#### Exercise passage ####

DNA Backlog Stymies Development of 'CSI'-like Inventions
Obligation to help crime labs relieve bottlenecks of untested samples eats up Justice’s resources.
The need to clear a bottleneck of unanalyzed DNA is undermining the Justice Department's ability to drive innovations that could more quickly solve both the backlog problem and new cases, some law enforcement experts say.
While police technology is nowhere close to what audiences see on forensic science dramas such as CSI and NCIS, so-called rapid DNA tools could move law enforcement in that direction.
But, backlog reduction programs account for the majority of DNA funding from the National Institute of Justice, the department's research and development arm and the only federal agency that provides resources for unclogging backlogs at crime labs. A prime area for experimentation is rapid DNA portable technology that can identify suspects in less than 90 minutes.
According to rapid DNA evangelists, Justice has pushed research and development as far as fiscally possible, but backlog expenses are consuming science funding that could provide hard leads earlier in investigations.

#### Supplied material ####

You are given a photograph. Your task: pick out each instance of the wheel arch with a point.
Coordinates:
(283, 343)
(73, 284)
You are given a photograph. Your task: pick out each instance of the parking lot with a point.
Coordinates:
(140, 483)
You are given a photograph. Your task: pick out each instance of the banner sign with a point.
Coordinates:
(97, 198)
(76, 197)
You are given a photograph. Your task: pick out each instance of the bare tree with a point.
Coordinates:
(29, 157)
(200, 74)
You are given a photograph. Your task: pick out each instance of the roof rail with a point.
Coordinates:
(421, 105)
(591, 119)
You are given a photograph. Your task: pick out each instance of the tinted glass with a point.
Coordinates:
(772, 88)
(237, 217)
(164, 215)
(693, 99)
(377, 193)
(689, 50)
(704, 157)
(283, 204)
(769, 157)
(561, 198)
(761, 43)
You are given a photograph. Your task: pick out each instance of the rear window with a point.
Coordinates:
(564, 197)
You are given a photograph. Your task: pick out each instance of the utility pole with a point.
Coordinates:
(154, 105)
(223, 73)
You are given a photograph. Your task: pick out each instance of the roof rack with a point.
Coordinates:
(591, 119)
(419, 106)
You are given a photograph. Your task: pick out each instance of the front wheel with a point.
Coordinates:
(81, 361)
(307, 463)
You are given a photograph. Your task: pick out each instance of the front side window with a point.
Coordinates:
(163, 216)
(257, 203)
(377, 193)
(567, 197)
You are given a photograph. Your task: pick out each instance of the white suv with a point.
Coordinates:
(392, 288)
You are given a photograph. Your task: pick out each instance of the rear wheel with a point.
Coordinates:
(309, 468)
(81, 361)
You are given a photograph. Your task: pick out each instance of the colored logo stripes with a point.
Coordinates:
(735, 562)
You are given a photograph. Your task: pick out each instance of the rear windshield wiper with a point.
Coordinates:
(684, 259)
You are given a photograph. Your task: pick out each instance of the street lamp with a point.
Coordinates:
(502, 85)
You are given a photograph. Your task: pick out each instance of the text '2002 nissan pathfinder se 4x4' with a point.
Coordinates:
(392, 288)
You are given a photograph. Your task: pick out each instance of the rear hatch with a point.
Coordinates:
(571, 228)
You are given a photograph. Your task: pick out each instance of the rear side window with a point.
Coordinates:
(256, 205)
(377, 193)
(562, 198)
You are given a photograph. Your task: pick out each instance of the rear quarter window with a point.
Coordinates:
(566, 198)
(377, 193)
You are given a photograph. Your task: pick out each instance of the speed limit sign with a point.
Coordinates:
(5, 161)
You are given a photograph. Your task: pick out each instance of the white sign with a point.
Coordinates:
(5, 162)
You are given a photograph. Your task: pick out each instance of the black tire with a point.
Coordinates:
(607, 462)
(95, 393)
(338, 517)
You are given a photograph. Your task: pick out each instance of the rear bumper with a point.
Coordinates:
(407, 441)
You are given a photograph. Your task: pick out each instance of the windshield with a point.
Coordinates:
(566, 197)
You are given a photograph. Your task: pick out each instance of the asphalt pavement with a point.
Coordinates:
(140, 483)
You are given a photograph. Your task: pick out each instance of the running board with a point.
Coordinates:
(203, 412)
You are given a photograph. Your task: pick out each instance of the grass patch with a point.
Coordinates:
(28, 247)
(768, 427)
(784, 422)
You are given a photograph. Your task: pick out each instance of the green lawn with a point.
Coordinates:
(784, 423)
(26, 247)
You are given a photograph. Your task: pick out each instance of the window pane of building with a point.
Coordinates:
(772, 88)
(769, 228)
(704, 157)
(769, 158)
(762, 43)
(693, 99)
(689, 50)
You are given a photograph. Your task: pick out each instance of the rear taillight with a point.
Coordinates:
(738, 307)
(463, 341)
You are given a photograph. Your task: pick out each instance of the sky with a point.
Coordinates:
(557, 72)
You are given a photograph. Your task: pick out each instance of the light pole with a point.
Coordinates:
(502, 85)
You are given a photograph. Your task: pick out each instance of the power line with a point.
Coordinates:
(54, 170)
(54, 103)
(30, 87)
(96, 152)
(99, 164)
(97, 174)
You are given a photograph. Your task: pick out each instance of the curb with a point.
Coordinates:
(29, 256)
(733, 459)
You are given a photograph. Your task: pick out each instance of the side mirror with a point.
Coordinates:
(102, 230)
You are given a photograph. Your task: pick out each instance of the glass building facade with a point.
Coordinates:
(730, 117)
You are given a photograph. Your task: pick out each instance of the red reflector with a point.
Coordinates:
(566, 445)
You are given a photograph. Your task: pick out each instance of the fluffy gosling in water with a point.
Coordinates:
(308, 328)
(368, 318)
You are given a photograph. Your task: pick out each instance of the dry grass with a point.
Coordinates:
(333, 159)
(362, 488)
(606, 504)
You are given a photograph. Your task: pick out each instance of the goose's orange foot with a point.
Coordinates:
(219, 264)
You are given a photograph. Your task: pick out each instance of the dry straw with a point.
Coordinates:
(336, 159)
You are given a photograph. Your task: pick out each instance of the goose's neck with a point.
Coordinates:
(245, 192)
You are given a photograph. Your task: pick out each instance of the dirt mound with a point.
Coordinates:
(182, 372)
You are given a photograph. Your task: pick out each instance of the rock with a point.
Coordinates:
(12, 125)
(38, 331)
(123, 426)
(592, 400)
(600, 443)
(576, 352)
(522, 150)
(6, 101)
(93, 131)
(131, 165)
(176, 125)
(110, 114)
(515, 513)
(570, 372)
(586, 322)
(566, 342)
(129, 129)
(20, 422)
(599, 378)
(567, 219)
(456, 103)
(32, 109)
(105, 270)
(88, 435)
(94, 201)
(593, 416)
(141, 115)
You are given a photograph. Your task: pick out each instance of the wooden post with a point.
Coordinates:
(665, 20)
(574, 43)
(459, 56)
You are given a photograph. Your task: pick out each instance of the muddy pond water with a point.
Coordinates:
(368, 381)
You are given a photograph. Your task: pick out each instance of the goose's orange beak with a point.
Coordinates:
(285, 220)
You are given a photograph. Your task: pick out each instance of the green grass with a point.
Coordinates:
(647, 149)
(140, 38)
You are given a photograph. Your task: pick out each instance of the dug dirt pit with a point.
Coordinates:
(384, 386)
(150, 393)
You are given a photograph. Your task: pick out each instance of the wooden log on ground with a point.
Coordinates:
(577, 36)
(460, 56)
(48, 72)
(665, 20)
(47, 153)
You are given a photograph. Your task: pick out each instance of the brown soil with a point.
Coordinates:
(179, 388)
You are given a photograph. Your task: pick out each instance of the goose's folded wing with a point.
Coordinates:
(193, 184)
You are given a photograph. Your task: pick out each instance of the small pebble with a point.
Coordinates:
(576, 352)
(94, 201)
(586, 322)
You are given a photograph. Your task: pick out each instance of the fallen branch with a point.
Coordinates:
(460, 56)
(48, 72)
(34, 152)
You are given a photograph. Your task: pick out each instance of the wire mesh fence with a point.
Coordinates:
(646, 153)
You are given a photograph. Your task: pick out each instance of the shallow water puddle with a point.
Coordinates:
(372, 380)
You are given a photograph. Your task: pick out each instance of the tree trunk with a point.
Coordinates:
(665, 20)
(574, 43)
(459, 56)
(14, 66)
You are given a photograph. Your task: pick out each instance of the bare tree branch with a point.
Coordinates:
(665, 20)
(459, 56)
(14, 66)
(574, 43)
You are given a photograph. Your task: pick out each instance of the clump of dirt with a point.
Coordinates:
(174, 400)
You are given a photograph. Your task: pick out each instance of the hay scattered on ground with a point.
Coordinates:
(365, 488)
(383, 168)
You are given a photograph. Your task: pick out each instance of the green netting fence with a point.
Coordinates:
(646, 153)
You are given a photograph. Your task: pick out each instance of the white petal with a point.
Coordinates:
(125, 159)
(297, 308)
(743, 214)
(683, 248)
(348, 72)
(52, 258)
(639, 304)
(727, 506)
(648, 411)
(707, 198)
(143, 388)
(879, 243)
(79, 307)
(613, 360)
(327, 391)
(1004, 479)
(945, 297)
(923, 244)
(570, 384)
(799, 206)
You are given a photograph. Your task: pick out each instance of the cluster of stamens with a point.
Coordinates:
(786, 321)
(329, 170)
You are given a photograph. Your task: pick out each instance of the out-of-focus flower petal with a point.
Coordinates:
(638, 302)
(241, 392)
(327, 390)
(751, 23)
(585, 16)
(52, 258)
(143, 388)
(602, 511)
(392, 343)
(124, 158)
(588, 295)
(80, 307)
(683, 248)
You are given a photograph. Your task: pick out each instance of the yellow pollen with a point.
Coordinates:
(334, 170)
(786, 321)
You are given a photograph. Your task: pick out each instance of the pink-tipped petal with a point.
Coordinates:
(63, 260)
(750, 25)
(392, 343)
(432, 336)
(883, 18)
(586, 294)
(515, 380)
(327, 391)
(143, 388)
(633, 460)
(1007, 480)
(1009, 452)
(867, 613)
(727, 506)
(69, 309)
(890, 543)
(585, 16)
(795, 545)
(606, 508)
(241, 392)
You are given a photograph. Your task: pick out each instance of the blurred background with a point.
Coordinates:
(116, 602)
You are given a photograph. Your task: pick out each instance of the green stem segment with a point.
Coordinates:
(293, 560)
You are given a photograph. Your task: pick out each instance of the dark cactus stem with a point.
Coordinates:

####

▶ Directions
From the article on the DNA backlog, extract the passage from "The need to" up to and including "in that direction.", copying it word for word.

▶ Response
The need to clear a bottleneck of unanalyzed DNA is undermining the Justice Department's ability to drive innovations that could more quickly solve both the backlog problem and new cases, some law enforcement experts say.
While police technology is nowhere close to what audiences see on forensic science dramas such as CSI and NCIS, so-called rapid DNA tools could move law enforcement in that direction.